EXERCISE PROMPT = In the records below, substitute "place" for every "set" in the lines between the one holding "For each instance of the cat's eye, set" and the one holding "(806, 1021)", inclusive, and reproduce only those lines with nothing else altered. Leave the pictures out of your answer.

Stored data
+--

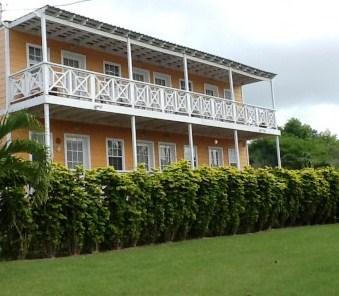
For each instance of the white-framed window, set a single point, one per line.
(187, 154)
(140, 75)
(77, 151)
(34, 54)
(167, 154)
(162, 79)
(73, 59)
(115, 154)
(228, 94)
(232, 157)
(216, 158)
(40, 138)
(183, 86)
(145, 154)
(211, 90)
(112, 69)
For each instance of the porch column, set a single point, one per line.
(277, 140)
(190, 139)
(44, 53)
(236, 147)
(134, 142)
(47, 131)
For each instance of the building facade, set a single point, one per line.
(112, 97)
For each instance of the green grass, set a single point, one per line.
(295, 261)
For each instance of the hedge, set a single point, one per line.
(94, 210)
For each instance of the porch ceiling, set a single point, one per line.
(77, 116)
(82, 38)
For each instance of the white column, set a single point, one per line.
(44, 53)
(187, 88)
(236, 147)
(47, 130)
(129, 59)
(230, 79)
(134, 142)
(190, 139)
(277, 141)
(7, 73)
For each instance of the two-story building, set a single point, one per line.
(113, 97)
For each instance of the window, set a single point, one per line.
(77, 151)
(232, 157)
(167, 154)
(162, 79)
(215, 156)
(183, 86)
(34, 55)
(115, 154)
(40, 138)
(145, 154)
(211, 90)
(228, 94)
(187, 154)
(112, 69)
(72, 59)
(140, 75)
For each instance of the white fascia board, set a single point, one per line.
(75, 103)
(84, 28)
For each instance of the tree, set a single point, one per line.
(300, 145)
(33, 173)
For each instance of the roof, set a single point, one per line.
(146, 39)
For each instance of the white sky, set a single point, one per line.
(297, 39)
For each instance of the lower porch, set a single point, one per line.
(99, 139)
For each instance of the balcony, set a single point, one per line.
(66, 83)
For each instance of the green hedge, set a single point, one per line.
(102, 209)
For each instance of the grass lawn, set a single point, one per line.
(295, 261)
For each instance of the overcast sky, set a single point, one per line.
(297, 39)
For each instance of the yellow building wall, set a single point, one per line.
(95, 62)
(99, 134)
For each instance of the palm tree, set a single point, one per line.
(35, 172)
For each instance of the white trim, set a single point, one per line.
(222, 154)
(163, 76)
(112, 64)
(196, 153)
(28, 45)
(75, 56)
(142, 71)
(211, 87)
(175, 151)
(115, 109)
(152, 166)
(51, 142)
(123, 152)
(139, 43)
(80, 136)
(189, 82)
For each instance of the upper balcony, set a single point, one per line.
(66, 84)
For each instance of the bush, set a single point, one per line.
(91, 210)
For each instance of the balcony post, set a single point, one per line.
(47, 131)
(190, 139)
(230, 79)
(236, 145)
(134, 142)
(277, 140)
(130, 69)
(44, 54)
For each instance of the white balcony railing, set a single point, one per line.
(68, 82)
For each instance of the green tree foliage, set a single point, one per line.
(301, 147)
(92, 210)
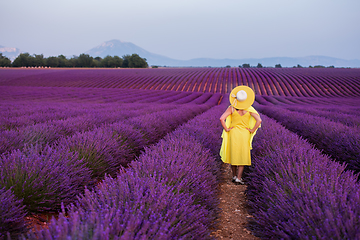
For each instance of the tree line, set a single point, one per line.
(247, 65)
(83, 60)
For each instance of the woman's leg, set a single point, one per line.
(234, 170)
(240, 171)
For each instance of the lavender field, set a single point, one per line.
(133, 153)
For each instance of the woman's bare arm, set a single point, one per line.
(257, 124)
(223, 118)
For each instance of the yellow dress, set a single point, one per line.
(236, 145)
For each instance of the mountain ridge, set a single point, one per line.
(119, 48)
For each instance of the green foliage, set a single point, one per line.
(4, 61)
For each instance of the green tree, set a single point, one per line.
(4, 61)
(52, 62)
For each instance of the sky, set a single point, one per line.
(186, 29)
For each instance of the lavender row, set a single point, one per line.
(98, 95)
(12, 215)
(333, 115)
(107, 148)
(16, 115)
(44, 178)
(168, 193)
(298, 82)
(49, 132)
(296, 192)
(335, 139)
(351, 103)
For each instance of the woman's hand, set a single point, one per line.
(251, 130)
(228, 129)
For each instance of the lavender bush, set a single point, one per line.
(296, 192)
(98, 149)
(180, 161)
(129, 207)
(335, 139)
(12, 215)
(44, 178)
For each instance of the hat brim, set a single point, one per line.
(242, 104)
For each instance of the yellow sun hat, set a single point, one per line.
(242, 97)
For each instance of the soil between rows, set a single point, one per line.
(233, 219)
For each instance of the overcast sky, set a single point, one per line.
(186, 29)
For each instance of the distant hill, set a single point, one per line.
(10, 52)
(119, 48)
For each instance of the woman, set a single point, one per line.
(240, 122)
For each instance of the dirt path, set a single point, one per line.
(233, 217)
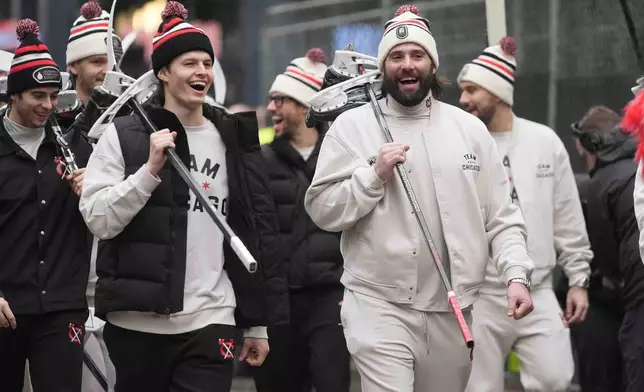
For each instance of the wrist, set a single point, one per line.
(523, 281)
(583, 283)
(152, 169)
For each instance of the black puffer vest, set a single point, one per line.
(143, 268)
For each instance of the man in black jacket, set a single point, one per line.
(171, 290)
(612, 227)
(44, 252)
(312, 351)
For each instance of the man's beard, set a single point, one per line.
(289, 129)
(426, 80)
(486, 114)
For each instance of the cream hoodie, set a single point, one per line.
(380, 235)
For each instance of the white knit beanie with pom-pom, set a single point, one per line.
(407, 27)
(494, 70)
(303, 77)
(88, 35)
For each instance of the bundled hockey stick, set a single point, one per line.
(132, 97)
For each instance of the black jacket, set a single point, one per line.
(143, 268)
(44, 246)
(312, 255)
(611, 222)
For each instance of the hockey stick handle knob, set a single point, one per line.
(243, 253)
(462, 324)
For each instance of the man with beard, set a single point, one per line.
(171, 289)
(44, 248)
(87, 55)
(312, 351)
(543, 186)
(396, 316)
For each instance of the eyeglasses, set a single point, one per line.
(576, 130)
(278, 99)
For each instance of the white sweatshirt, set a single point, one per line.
(29, 139)
(544, 187)
(109, 202)
(381, 242)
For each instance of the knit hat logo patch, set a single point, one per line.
(401, 32)
(32, 65)
(494, 70)
(407, 26)
(47, 75)
(463, 72)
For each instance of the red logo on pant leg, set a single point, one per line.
(226, 348)
(75, 333)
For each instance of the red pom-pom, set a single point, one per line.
(633, 121)
(91, 10)
(25, 27)
(316, 55)
(508, 46)
(406, 8)
(174, 8)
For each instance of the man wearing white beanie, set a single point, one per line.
(396, 315)
(87, 63)
(87, 49)
(307, 344)
(543, 186)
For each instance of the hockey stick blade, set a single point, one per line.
(141, 88)
(334, 98)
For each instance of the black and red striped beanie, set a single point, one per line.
(32, 65)
(175, 37)
(494, 70)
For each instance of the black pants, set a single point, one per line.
(631, 340)
(599, 358)
(198, 361)
(311, 352)
(53, 344)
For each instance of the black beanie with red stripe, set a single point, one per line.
(32, 65)
(175, 37)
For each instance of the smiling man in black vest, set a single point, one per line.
(171, 289)
(44, 252)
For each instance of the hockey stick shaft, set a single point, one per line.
(98, 375)
(235, 242)
(402, 173)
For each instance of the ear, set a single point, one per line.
(164, 74)
(73, 68)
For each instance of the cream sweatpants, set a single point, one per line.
(398, 349)
(540, 340)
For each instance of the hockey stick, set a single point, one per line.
(96, 372)
(424, 228)
(129, 97)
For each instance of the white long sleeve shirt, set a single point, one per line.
(381, 239)
(544, 187)
(109, 202)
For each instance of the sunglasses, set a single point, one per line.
(278, 99)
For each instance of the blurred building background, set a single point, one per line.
(572, 53)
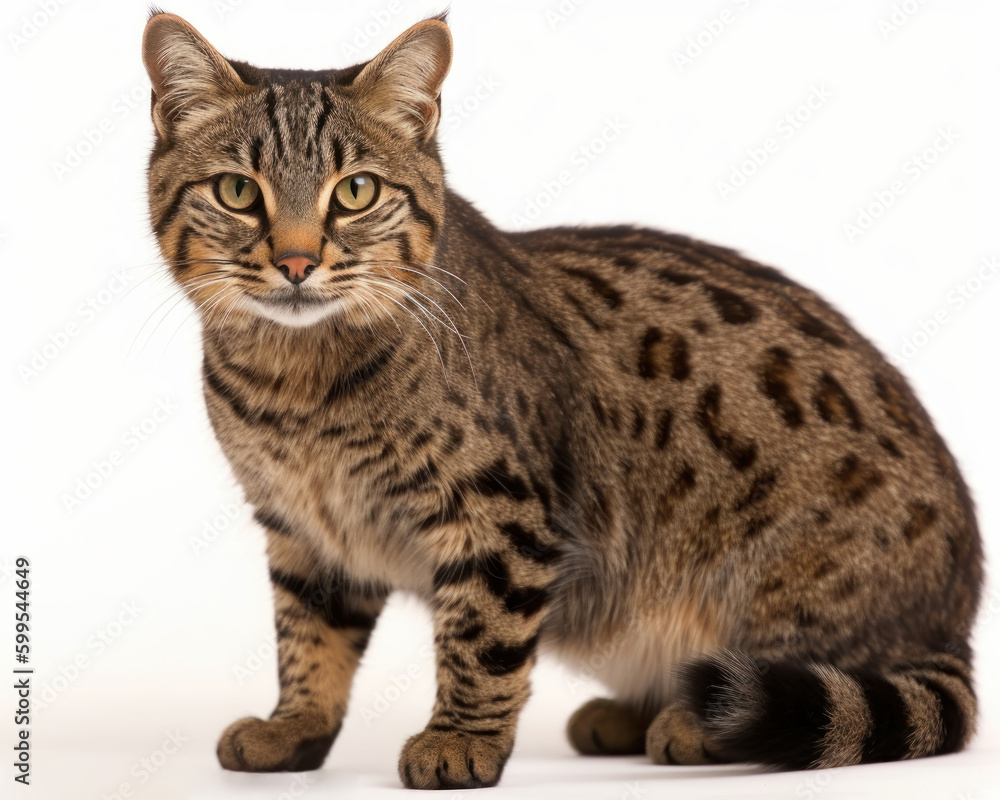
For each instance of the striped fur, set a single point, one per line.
(656, 459)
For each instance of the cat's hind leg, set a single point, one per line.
(604, 727)
(677, 736)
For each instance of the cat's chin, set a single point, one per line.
(297, 316)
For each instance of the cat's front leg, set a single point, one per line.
(323, 622)
(488, 608)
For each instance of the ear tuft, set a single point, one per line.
(190, 77)
(402, 84)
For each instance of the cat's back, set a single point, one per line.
(749, 419)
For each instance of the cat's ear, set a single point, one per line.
(402, 84)
(190, 77)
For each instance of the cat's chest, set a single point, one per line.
(312, 485)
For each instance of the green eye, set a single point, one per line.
(357, 192)
(237, 192)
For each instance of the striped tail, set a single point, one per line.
(798, 715)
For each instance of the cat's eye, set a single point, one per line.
(237, 192)
(356, 192)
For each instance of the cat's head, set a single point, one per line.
(291, 195)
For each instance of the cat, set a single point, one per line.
(606, 440)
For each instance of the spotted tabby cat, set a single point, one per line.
(608, 441)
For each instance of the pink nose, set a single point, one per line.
(296, 267)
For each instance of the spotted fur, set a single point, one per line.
(624, 446)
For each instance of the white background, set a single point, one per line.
(550, 76)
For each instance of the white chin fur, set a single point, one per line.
(309, 315)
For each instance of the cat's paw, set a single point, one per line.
(676, 736)
(453, 760)
(606, 728)
(277, 745)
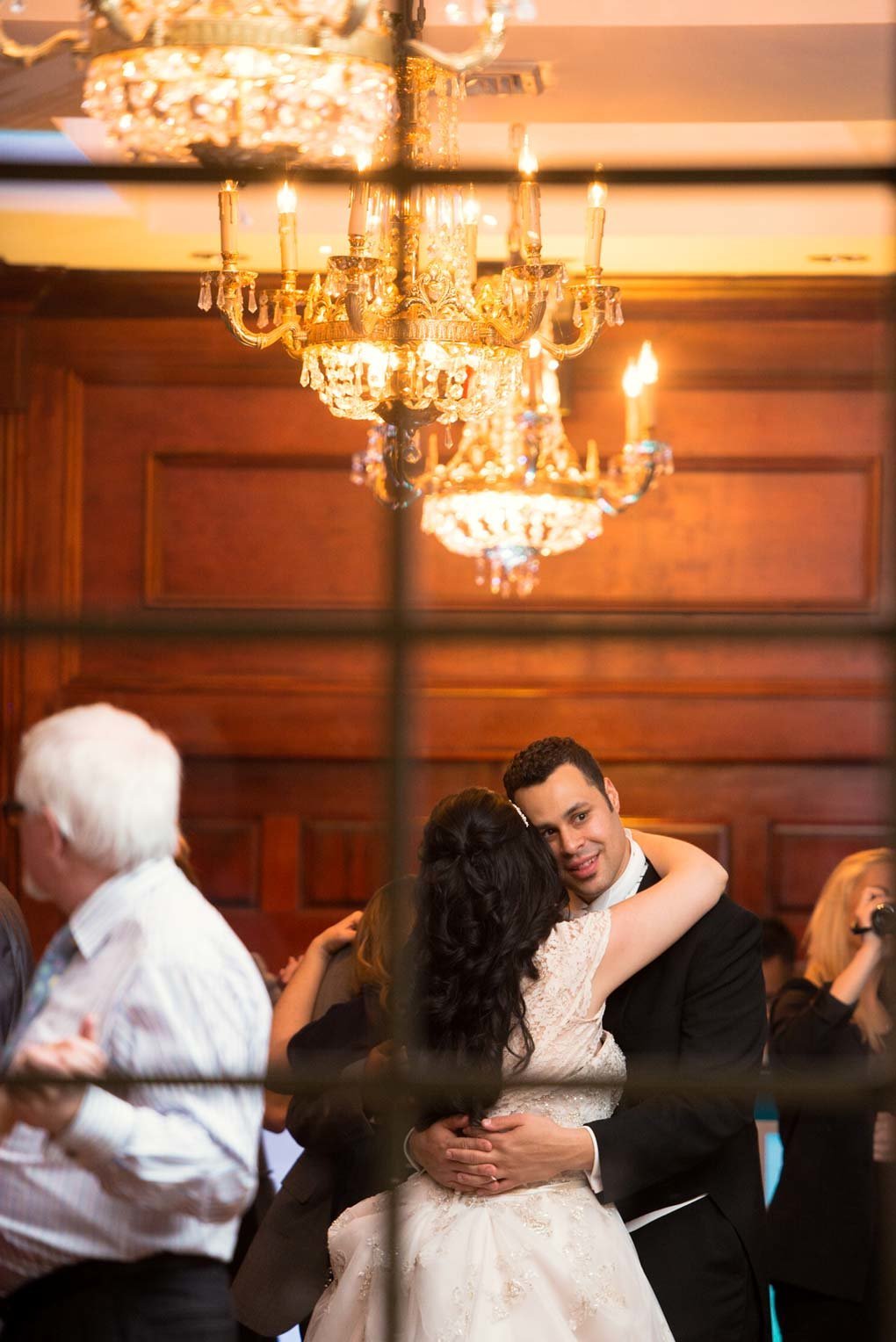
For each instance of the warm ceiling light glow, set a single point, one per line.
(647, 365)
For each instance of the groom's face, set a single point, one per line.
(582, 828)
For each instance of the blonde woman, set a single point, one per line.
(824, 1217)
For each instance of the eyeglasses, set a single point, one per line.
(12, 812)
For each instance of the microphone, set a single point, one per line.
(883, 920)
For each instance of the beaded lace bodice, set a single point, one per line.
(541, 1260)
(567, 1037)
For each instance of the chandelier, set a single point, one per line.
(400, 329)
(238, 82)
(516, 492)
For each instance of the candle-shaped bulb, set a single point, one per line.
(227, 206)
(595, 215)
(286, 198)
(632, 386)
(530, 198)
(286, 206)
(648, 372)
(647, 364)
(358, 210)
(471, 234)
(597, 195)
(527, 162)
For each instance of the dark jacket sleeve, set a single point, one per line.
(17, 961)
(723, 1029)
(340, 1039)
(806, 1021)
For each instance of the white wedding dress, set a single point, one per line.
(544, 1263)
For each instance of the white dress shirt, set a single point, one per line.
(164, 1168)
(625, 884)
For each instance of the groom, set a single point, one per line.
(684, 1174)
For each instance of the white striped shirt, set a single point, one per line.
(165, 1169)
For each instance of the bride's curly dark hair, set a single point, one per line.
(488, 897)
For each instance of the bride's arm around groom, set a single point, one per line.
(683, 1173)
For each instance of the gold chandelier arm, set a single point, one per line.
(517, 333)
(232, 314)
(361, 320)
(488, 47)
(356, 15)
(592, 322)
(30, 53)
(616, 498)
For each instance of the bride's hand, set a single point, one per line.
(338, 935)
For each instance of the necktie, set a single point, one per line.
(54, 961)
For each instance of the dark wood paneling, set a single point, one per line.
(343, 861)
(802, 856)
(224, 855)
(768, 754)
(259, 531)
(718, 536)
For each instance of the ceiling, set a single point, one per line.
(626, 82)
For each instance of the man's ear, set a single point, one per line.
(55, 836)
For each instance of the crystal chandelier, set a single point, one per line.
(401, 329)
(516, 492)
(238, 82)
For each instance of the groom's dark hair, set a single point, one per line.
(537, 762)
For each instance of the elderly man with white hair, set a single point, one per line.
(119, 1211)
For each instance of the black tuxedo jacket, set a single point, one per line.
(700, 1008)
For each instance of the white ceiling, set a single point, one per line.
(628, 82)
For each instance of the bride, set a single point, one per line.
(507, 984)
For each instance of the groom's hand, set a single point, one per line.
(524, 1149)
(430, 1149)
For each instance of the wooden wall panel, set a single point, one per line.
(224, 856)
(802, 856)
(259, 531)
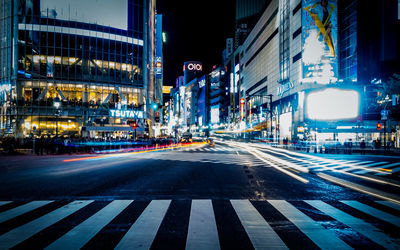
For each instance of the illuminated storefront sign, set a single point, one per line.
(194, 67)
(241, 109)
(284, 88)
(126, 113)
(319, 40)
(333, 104)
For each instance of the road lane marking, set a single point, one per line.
(369, 231)
(81, 234)
(322, 237)
(12, 213)
(2, 203)
(25, 231)
(281, 169)
(361, 188)
(144, 230)
(261, 234)
(390, 204)
(202, 232)
(373, 212)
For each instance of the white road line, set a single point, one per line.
(322, 237)
(374, 212)
(261, 234)
(391, 165)
(202, 232)
(390, 204)
(144, 230)
(81, 234)
(4, 203)
(356, 224)
(12, 213)
(25, 231)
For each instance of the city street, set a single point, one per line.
(230, 195)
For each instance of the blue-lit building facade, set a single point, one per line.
(67, 64)
(299, 47)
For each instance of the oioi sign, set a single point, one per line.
(126, 113)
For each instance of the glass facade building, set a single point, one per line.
(63, 72)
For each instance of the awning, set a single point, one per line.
(114, 129)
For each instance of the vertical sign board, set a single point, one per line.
(319, 41)
(159, 54)
(229, 46)
(241, 109)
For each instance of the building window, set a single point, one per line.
(284, 45)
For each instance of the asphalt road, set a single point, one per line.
(229, 196)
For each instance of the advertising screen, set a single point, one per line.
(215, 114)
(332, 104)
(319, 41)
(102, 12)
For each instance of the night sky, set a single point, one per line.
(196, 31)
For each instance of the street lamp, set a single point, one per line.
(57, 105)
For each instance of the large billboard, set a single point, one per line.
(102, 12)
(332, 104)
(319, 40)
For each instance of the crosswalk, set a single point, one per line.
(379, 168)
(210, 224)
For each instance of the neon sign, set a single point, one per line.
(194, 67)
(126, 113)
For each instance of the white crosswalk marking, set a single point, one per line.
(261, 235)
(358, 225)
(81, 234)
(390, 204)
(25, 231)
(12, 213)
(143, 231)
(322, 237)
(202, 228)
(4, 203)
(374, 212)
(202, 232)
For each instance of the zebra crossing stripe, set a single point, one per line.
(4, 203)
(322, 237)
(374, 212)
(12, 213)
(356, 224)
(390, 204)
(392, 165)
(81, 234)
(25, 231)
(202, 232)
(261, 234)
(144, 230)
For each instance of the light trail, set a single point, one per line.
(137, 151)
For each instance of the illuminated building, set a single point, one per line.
(88, 56)
(300, 47)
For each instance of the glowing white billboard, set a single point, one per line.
(102, 12)
(333, 104)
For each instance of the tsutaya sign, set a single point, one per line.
(126, 113)
(284, 88)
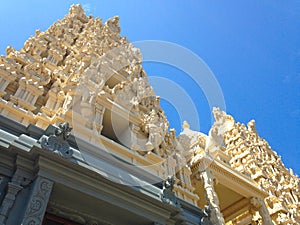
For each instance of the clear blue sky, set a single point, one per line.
(252, 47)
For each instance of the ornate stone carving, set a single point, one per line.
(58, 142)
(212, 200)
(38, 202)
(167, 194)
(18, 181)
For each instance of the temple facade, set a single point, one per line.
(84, 140)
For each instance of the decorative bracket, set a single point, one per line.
(58, 142)
(167, 195)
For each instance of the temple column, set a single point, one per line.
(212, 200)
(36, 206)
(260, 206)
(20, 179)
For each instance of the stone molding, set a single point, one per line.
(38, 201)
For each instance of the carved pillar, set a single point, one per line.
(135, 130)
(260, 206)
(38, 201)
(210, 193)
(98, 121)
(20, 179)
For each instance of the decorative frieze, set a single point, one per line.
(38, 201)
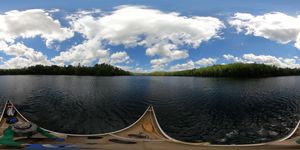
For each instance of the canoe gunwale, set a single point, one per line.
(165, 137)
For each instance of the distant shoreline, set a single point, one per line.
(235, 70)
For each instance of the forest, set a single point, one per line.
(96, 70)
(233, 70)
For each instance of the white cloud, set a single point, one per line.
(232, 58)
(206, 61)
(264, 59)
(272, 60)
(85, 54)
(186, 66)
(274, 26)
(161, 33)
(31, 23)
(119, 57)
(23, 56)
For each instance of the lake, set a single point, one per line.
(218, 110)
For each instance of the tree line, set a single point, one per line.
(96, 70)
(233, 70)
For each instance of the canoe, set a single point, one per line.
(145, 130)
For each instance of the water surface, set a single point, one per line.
(218, 110)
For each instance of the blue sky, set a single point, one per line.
(149, 35)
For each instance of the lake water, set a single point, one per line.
(218, 110)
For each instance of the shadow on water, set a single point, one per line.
(219, 110)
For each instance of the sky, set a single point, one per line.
(144, 36)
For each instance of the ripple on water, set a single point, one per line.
(218, 110)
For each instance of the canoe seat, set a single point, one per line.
(121, 141)
(141, 135)
(148, 127)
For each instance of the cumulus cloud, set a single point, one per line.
(206, 61)
(161, 33)
(119, 57)
(86, 53)
(23, 56)
(191, 64)
(275, 26)
(264, 59)
(185, 66)
(232, 58)
(272, 60)
(32, 23)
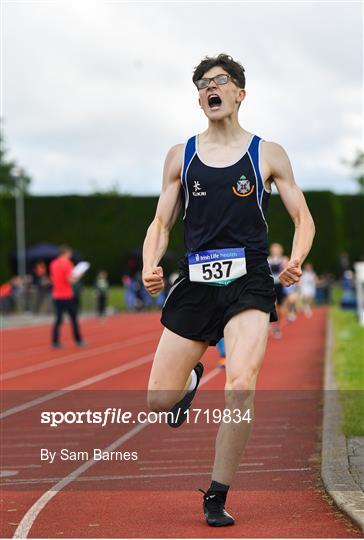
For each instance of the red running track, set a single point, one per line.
(278, 492)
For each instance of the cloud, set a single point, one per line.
(101, 90)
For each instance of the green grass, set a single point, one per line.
(348, 357)
(115, 299)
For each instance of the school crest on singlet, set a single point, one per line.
(243, 187)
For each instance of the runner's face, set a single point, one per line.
(229, 94)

+--

THE ANSWER =
For each instance of the cat's eye, place a single point, one per line.
(237, 192)
(356, 192)
For each instance of the cat's head, place a single point, one per line.
(291, 195)
For each instance of the cat, place a single point, one per line.
(606, 440)
For each instance of the spotted tabby cat, place a single point, one per line.
(608, 441)
For each instance of the pink nose, place a single point, one per line.
(296, 267)
For each instance of the spotted fur, place a single point, one per line.
(624, 446)
For each instance of the white background, place a single point, one per line.
(550, 76)
For each instance of the white chin fur, place a single point, one per line.
(309, 315)
For each instance of the cat's paw, place a single point, one per line.
(676, 736)
(453, 760)
(606, 728)
(277, 745)
For each instance of the warm ceiling light glow, place a single point, one per line.
(647, 365)
For each instance of the groom's face, place a single point, one per line.
(582, 828)
For each instance of the blonde woman, place a single point, one per line.
(824, 1217)
For each instance of the eyeglasses, place a single point, one per line.
(12, 812)
For each instance of the microphone, place a single point, one per line.
(883, 920)
For each instance of the beaded lace bodice, place a single point, one per line.
(541, 1260)
(567, 1037)
For each instance of the chandelier, place a single point, one per line.
(400, 329)
(238, 82)
(516, 492)
For each instance of the candle-shaped bulb, place a single point, one per line.
(227, 206)
(595, 215)
(286, 198)
(632, 386)
(530, 198)
(286, 206)
(648, 372)
(647, 364)
(358, 210)
(471, 234)
(597, 195)
(527, 162)
For each instance of the dark jacket sleeve, place a single point, one per line.
(17, 961)
(723, 1029)
(340, 1039)
(806, 1021)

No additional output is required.